▸ PROVIDED RECORDS

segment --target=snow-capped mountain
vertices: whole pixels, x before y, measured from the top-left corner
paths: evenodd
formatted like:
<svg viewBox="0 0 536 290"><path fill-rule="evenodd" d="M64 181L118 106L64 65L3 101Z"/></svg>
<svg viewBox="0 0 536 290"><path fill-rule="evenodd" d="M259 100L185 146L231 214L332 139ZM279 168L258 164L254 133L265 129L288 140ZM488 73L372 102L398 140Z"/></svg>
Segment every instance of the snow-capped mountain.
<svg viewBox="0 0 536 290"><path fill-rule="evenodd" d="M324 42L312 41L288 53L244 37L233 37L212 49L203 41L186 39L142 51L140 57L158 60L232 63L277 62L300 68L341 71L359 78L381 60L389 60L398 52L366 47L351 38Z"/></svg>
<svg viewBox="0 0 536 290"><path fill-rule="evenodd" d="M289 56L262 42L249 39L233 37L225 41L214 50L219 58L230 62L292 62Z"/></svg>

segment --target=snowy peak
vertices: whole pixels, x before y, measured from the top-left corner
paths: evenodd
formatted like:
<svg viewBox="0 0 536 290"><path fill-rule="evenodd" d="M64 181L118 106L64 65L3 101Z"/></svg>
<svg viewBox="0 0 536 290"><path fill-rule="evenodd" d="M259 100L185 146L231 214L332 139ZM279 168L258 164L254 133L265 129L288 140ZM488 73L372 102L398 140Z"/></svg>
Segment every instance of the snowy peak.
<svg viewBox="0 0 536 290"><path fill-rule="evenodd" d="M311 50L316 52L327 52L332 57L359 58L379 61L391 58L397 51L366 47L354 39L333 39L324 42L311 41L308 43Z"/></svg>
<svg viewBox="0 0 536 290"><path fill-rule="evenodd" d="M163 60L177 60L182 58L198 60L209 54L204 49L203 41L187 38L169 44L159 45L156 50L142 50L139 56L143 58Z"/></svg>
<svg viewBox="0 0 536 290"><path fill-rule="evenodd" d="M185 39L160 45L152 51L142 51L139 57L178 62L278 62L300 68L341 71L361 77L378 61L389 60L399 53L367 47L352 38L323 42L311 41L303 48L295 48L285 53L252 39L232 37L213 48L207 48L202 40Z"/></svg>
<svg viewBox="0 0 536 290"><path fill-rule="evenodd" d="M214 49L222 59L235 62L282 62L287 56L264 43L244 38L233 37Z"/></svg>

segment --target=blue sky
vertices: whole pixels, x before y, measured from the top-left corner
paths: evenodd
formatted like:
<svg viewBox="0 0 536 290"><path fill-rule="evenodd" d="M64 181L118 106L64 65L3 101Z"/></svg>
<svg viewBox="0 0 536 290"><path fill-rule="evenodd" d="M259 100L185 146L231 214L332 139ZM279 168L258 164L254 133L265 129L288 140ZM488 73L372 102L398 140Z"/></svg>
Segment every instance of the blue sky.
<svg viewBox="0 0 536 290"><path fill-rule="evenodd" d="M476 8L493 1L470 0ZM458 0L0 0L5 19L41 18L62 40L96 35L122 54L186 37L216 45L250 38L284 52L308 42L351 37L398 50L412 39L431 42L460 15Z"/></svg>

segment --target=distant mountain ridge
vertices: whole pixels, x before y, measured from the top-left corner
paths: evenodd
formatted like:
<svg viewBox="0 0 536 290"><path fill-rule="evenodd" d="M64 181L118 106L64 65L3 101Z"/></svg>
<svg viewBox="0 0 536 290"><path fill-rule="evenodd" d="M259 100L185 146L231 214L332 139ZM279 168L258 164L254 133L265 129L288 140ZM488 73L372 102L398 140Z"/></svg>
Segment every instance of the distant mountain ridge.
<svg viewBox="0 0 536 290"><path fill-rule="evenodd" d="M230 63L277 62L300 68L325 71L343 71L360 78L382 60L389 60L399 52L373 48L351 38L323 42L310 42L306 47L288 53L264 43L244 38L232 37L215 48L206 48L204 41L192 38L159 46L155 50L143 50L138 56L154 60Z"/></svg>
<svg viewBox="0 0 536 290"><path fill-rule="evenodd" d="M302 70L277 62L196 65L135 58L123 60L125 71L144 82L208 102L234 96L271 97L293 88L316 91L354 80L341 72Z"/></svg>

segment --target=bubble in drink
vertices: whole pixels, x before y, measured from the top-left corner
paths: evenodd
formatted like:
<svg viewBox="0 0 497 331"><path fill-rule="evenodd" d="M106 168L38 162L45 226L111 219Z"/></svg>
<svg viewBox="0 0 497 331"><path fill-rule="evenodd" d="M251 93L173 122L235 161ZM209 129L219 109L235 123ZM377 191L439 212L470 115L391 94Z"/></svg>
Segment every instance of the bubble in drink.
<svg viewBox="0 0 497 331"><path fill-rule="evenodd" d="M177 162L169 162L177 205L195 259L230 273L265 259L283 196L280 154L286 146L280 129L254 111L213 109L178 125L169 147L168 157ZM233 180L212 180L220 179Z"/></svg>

▸ TASK BRIEF
Recast all of the lines above as a numbered list, omitting the blank ones.

▸ RESULT BELOW
1. segment --target=snow-capped mountain
2. vertices: whole pixels, x before y, measured from the top-left corner
3. paths: evenodd
4. formatted like:
5. <svg viewBox="0 0 536 290"><path fill-rule="evenodd" d="M64 181L118 106L64 65L3 101Z"/></svg>
6. <svg viewBox="0 0 536 290"><path fill-rule="evenodd" d="M259 100L185 146L231 214L332 139ZM279 168L258 164L254 133L265 129L288 140ZM488 73L372 102L398 140Z"/></svg>
7. Segment every instance of the snow-capped mountain.
8. <svg viewBox="0 0 536 290"><path fill-rule="evenodd" d="M324 42L312 41L288 53L244 37L233 37L212 49L203 41L186 39L142 51L140 57L158 60L232 63L277 62L300 68L341 71L359 78L381 60L389 60L398 52L366 47L351 38Z"/></svg>
9. <svg viewBox="0 0 536 290"><path fill-rule="evenodd" d="M289 56L262 42L249 39L233 37L225 41L214 50L219 58L230 62L292 62Z"/></svg>
10. segment --target=snowy peak
11. vertices: whole pixels, x before y, measured from the top-left corner
12. paths: evenodd
13. formatted like:
14. <svg viewBox="0 0 536 290"><path fill-rule="evenodd" d="M64 181L118 106L64 65L3 101Z"/></svg>
15. <svg viewBox="0 0 536 290"><path fill-rule="evenodd" d="M259 100L185 146L231 214L332 139ZM279 168L258 164L254 133L265 129L288 140ZM488 73L372 102L398 140Z"/></svg>
16. Segment every instance of the snowy peak.
17. <svg viewBox="0 0 536 290"><path fill-rule="evenodd" d="M311 50L316 52L327 52L332 57L359 58L379 61L391 58L397 51L366 47L354 39L333 39L324 42L311 41L308 43Z"/></svg>
18. <svg viewBox="0 0 536 290"><path fill-rule="evenodd" d="M163 60L177 60L182 58L198 60L209 54L204 49L203 41L187 38L169 44L159 45L156 50L142 50L139 56L143 58Z"/></svg>
19. <svg viewBox="0 0 536 290"><path fill-rule="evenodd" d="M185 39L160 45L152 51L142 51L139 57L178 62L278 62L300 68L341 71L361 77L378 61L389 60L399 53L367 47L352 38L323 42L311 41L303 48L295 48L285 53L252 39L232 37L213 48L207 48L202 40Z"/></svg>
20. <svg viewBox="0 0 536 290"><path fill-rule="evenodd" d="M214 49L222 59L235 62L282 62L287 56L264 43L244 38L233 37Z"/></svg>
21. segment --target=blue sky
22. vertices: whole pixels, x before y, measured from the top-left corner
23. paths: evenodd
24. formatted like:
25. <svg viewBox="0 0 536 290"><path fill-rule="evenodd" d="M64 181L118 106L64 65L3 101Z"/></svg>
26. <svg viewBox="0 0 536 290"><path fill-rule="evenodd" d="M259 100L185 146L231 214L332 139ZM279 168L258 164L254 133L265 129L288 140ZM488 73L372 102L398 140Z"/></svg>
27. Segment every instance of the blue sky.
28. <svg viewBox="0 0 536 290"><path fill-rule="evenodd" d="M476 8L493 1L470 0ZM458 0L0 0L5 19L41 18L62 40L96 35L122 54L186 37L216 45L250 38L284 52L308 42L351 37L398 50L412 39L431 42L460 15Z"/></svg>
29. segment --target=distant mountain ridge
30. vertices: whole pixels, x before y, measured from the top-left corner
31. paths: evenodd
32. formatted like:
33. <svg viewBox="0 0 536 290"><path fill-rule="evenodd" d="M64 181L118 106L64 65L3 101Z"/></svg>
34. <svg viewBox="0 0 536 290"><path fill-rule="evenodd" d="M259 100L185 146L231 214L332 139ZM279 168L258 164L254 133L265 129L288 140ZM488 73L372 102L398 140Z"/></svg>
35. Segment every instance of the distant mountain ridge.
36. <svg viewBox="0 0 536 290"><path fill-rule="evenodd" d="M230 63L277 62L300 68L325 71L343 71L360 78L382 60L389 60L399 52L373 48L351 38L323 42L310 42L306 47L288 53L264 43L244 38L232 37L215 48L206 48L204 41L192 38L159 46L155 50L143 50L138 56L154 60Z"/></svg>
37. <svg viewBox="0 0 536 290"><path fill-rule="evenodd" d="M302 70L277 62L196 65L135 58L123 60L125 71L144 82L208 102L234 96L271 97L293 88L316 91L354 80L341 72Z"/></svg>
38. segment --target=bubble in drink
39. vertices: whole pixels, x before y, measured from the top-left corner
40. paths: evenodd
41. formatted like:
42. <svg viewBox="0 0 497 331"><path fill-rule="evenodd" d="M106 168L38 162L45 226L111 219Z"/></svg>
43. <svg viewBox="0 0 497 331"><path fill-rule="evenodd" d="M251 93L173 122L235 161ZM209 129L219 109L235 123ZM377 191L439 212L470 115L391 94Z"/></svg>
44. Segment every instance of the bubble in drink.
45. <svg viewBox="0 0 497 331"><path fill-rule="evenodd" d="M177 162L169 162L177 205L195 259L230 273L265 259L283 196L280 154L286 146L280 129L254 111L213 109L178 125L169 147L168 157ZM233 180L212 180L220 179Z"/></svg>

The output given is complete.